What is needed: The records are to be copied exactly and in full.

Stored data
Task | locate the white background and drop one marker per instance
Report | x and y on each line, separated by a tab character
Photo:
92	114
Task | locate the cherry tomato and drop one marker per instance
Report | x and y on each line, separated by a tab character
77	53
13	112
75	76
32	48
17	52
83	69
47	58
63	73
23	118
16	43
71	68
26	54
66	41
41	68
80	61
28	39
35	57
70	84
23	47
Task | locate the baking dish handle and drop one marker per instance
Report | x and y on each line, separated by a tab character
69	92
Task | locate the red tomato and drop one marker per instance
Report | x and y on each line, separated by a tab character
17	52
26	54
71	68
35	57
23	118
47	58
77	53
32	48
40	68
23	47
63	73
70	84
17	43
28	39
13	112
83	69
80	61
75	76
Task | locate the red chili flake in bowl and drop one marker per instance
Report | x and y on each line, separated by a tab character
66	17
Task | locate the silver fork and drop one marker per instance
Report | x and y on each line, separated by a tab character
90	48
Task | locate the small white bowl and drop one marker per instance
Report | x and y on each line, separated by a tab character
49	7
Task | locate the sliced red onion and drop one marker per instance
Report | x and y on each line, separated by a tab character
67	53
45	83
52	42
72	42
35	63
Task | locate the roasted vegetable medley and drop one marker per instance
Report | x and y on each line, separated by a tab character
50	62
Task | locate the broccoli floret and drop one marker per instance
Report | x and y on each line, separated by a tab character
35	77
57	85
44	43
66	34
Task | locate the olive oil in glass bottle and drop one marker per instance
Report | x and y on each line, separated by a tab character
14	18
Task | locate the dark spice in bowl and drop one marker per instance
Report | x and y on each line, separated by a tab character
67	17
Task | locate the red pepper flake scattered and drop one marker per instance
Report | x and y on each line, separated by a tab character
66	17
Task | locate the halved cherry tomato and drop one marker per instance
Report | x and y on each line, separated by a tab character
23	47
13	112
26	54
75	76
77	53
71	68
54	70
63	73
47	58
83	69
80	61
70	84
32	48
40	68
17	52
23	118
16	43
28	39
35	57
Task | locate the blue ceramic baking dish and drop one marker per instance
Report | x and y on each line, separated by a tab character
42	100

Answer space:
Task | locate the white background and drop one marker per instance
Report | x and y on each line, separated by a tab character
Photo:
92	114
Task | locate the cherry tomato and drop one marker per instance
Report | x and y on each line, separated by a tab character
77	53
13	112
75	76
32	48
17	52
83	69
47	58
63	73
23	118
16	43
71	68
26	54
66	41
41	68
80	61
28	39
35	57
70	84
23	47
Task | locate the baking dish handle and drop one marker per instance
Report | x and y on each line, separated by a tab character
69	92
Task | locate the red tomato and drop one marker per instance
Report | x and y on each line, separated by a tab character
17	52
26	54
71	68
35	57
23	118
47	58
77	53
32	48
40	68
23	47
63	73
70	84
17	43
28	39
13	112
83	69
80	61
75	76
Task | locate the red chili flake in bowl and drop one marker per instance
Report | x and y on each line, separated by a tab character
66	17
Task | locate the silver fork and drop one marker per instance
Report | x and y on each line, separated by a tab character
90	48
Task | locate the small white bowl and drop one marker per instance
Report | x and y on each line, separated by a tab character
49	7
Task | locate the sliced red onion and drop one marker per instance
Report | x and y on each line, separated by a tab character
67	53
45	83
52	42
72	42
35	63
Task | locate the roasted vegetable medley and drop one marker per instance
Report | x and y on each line, separated by a tab character
50	62
Task | locate the broccoli floret and drop one marker per instance
Report | x and y on each line, separated by a tab character
35	77
57	85
44	43
66	34
Task | locate the olive oil in glass bottle and drop one marker per instance
Report | x and y on each line, separated by a tab character
14	18
Task | locate the dark spice in bowl and drop one marker per instance
Report | x and y on each line, separated by a tab character
67	17
Task | locate the red pepper flake scattered and drop one marker per instance
Report | x and y on each line, separated by a tab character
66	17
Task | locate the halved cherry tomato and drop one marker per instance
Report | x and y on each line, separated by a tab character
23	47
13	112
26	54
75	76
77	53
71	68
54	70
63	73
47	58
83	69
80	61
70	84
32	48
40	68
17	52
23	118
16	43
28	39
35	57
Task | locate the blue ceramic baking dish and drop one marker per instance
Report | x and y on each line, separated by a tab character
42	100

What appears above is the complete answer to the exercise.